**WHAT THE TASK REQUIRES:**
Write out the lines from the line containing "[locate] tree trunk" through the final line of the listing below, exactly, omitting every other line.

----- DATA TO PROCESS

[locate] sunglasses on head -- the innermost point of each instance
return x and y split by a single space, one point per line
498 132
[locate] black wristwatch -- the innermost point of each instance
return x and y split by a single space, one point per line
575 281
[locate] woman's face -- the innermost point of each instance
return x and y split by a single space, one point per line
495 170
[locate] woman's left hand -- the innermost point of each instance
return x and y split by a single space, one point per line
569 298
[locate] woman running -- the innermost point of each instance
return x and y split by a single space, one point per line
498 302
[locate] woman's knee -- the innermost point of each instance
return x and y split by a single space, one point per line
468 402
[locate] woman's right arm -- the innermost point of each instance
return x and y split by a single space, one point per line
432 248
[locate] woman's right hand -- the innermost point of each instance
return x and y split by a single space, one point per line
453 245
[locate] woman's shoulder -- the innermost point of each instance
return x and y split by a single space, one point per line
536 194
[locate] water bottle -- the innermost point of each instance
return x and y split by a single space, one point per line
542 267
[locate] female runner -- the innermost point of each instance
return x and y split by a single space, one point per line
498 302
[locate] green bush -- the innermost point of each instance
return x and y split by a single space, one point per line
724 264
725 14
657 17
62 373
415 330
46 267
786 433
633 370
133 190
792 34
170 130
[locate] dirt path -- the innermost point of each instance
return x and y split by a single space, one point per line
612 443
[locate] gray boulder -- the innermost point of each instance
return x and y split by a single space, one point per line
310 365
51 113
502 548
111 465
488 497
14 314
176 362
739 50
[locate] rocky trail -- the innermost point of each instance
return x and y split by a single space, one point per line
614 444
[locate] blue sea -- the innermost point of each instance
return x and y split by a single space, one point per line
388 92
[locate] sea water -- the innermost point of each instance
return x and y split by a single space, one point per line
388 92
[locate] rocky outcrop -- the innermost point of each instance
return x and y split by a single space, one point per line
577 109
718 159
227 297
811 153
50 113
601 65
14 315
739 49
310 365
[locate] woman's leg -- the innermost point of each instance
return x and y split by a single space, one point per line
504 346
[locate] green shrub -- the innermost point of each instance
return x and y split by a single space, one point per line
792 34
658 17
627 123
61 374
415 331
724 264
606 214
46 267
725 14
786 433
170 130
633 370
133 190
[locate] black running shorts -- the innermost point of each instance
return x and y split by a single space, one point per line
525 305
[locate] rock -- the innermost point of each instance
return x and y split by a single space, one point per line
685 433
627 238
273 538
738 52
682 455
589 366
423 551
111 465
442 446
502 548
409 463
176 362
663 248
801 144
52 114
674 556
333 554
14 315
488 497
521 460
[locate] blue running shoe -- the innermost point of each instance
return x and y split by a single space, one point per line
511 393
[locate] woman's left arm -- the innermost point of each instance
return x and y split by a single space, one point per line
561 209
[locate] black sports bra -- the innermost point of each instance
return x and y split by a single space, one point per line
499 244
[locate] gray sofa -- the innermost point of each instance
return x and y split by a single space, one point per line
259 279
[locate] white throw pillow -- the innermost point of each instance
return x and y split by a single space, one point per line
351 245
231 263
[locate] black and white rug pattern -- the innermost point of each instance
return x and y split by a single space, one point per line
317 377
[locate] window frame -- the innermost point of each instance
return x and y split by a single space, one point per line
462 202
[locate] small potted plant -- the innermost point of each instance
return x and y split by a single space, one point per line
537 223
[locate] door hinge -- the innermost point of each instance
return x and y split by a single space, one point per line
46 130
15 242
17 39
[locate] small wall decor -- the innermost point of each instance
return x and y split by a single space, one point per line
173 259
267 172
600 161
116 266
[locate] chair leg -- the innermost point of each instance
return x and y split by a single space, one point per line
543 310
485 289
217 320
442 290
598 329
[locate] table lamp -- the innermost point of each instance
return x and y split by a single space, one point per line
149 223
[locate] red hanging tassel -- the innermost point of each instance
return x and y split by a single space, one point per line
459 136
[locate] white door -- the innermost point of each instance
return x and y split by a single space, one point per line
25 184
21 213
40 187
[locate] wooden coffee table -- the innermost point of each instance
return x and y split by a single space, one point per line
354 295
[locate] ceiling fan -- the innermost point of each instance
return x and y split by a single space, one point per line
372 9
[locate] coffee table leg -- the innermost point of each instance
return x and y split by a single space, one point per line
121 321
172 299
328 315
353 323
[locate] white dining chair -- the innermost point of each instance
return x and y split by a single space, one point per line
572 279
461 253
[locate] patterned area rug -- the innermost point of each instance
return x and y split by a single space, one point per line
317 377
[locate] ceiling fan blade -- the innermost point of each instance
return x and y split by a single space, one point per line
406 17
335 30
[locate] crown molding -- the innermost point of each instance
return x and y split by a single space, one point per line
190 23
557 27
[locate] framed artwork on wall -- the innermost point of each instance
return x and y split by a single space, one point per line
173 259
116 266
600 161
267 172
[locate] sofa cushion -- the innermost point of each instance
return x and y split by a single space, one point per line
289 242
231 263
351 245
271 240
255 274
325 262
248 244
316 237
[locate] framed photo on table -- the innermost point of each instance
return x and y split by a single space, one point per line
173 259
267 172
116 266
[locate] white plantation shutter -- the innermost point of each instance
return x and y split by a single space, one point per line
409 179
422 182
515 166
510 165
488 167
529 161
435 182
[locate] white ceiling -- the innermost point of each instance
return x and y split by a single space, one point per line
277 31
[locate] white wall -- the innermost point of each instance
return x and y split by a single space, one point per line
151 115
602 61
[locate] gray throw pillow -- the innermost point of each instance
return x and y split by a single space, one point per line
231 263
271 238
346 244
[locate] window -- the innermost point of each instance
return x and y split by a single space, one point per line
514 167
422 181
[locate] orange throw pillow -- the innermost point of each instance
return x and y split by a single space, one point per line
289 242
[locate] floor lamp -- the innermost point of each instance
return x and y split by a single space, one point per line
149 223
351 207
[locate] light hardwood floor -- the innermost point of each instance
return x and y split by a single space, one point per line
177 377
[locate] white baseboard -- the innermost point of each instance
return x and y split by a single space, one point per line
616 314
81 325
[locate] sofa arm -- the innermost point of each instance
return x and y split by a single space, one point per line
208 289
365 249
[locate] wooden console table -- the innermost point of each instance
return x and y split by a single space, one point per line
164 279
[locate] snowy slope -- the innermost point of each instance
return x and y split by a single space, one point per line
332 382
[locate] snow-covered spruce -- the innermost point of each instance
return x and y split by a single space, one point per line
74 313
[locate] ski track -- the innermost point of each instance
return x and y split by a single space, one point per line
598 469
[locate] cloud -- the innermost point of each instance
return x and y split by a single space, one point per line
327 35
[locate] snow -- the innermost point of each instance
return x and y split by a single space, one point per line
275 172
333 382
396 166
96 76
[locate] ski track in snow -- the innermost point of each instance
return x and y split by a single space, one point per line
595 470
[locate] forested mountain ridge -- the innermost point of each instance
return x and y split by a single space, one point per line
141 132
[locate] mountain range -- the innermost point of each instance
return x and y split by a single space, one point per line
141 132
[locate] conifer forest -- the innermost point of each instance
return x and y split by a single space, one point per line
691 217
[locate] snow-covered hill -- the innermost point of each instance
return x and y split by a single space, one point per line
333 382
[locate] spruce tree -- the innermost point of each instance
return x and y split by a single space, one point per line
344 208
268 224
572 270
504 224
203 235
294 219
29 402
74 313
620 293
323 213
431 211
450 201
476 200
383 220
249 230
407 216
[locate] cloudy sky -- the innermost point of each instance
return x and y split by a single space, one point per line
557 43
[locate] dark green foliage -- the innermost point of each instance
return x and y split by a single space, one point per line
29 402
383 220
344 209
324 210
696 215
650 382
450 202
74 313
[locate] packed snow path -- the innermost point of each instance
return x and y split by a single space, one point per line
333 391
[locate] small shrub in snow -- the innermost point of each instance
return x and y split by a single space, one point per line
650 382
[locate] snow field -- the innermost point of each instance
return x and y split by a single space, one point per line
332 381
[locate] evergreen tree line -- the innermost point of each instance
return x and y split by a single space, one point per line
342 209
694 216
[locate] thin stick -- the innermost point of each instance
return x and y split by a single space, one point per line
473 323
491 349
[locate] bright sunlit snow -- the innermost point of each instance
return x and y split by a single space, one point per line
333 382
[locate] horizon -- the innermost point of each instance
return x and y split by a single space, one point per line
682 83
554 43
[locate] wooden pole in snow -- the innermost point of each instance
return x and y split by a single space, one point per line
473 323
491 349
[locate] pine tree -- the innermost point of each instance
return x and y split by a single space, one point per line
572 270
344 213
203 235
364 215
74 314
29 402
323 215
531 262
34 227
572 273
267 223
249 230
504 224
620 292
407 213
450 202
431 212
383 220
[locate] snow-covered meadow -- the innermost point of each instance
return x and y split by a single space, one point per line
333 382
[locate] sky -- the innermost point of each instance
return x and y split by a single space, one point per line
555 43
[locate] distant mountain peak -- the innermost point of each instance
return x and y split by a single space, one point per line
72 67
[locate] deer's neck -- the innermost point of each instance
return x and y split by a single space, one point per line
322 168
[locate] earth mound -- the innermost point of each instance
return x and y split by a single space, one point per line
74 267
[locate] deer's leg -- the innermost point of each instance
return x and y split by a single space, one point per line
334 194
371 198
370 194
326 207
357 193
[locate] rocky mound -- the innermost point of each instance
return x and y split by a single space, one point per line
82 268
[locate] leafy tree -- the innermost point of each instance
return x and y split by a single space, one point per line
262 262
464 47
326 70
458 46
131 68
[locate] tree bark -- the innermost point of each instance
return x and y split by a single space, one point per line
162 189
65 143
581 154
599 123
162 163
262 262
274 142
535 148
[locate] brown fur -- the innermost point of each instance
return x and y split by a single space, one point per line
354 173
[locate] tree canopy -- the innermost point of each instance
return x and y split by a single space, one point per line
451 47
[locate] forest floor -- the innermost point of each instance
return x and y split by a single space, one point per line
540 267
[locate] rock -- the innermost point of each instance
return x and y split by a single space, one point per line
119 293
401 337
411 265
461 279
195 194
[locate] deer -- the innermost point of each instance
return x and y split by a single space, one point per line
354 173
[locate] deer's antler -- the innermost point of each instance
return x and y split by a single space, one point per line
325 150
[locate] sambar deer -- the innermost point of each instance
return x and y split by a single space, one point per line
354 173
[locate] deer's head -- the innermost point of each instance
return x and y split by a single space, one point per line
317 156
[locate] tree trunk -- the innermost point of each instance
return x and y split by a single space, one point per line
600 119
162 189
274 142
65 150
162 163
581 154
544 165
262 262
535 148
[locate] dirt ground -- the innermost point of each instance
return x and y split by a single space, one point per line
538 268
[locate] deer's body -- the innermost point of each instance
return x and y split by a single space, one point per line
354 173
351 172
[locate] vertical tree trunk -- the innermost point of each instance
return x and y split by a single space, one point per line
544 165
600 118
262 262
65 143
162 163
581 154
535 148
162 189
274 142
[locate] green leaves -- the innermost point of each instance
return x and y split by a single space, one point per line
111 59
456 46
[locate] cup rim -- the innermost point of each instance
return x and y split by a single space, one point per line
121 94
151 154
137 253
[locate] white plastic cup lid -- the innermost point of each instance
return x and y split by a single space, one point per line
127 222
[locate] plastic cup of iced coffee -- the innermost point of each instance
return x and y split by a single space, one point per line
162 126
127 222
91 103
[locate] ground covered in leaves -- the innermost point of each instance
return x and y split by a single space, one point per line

----------

**THE ANSWER:**
[locate] tree trunk -- the innermost point of each instance
return x and y split by a single space, one point per line
600 119
162 189
274 142
65 150
162 163
581 154
544 165
262 262
535 148
[locate] dirt ground -- the innermost point of each instance
return x and y split by a single space, one point per line
538 268
[locate] deer's body -- the innermost point of each instance
return x and y split by a single space, one point per line
354 173
351 172
[locate] vertical tree trunk -- the innermost point of each instance
return x and y split by a single space, one point per line
544 165
600 118
262 262
65 143
162 163
581 154
535 148
162 189
274 142
[locate] green leaves -- the innermost point of each instance
return x and y split by a single space, one point per line
111 59
456 46
[locate] cup rim -- the innermost point of each instance
return x and y split by a single space, one point per line
121 94
151 154
137 253
[locate] white plastic cup lid -- the innermost point of each instance
return x and y split by a single space, one point per line
127 222
[locate] plastic cup of iced coffee -- the innermost point of each instance
return x and y split by a single space, one point per line
162 126
127 222
91 103
[locate] ground covered in leaves -- the innermost point of each instance
return x and y split by a single space, one point per line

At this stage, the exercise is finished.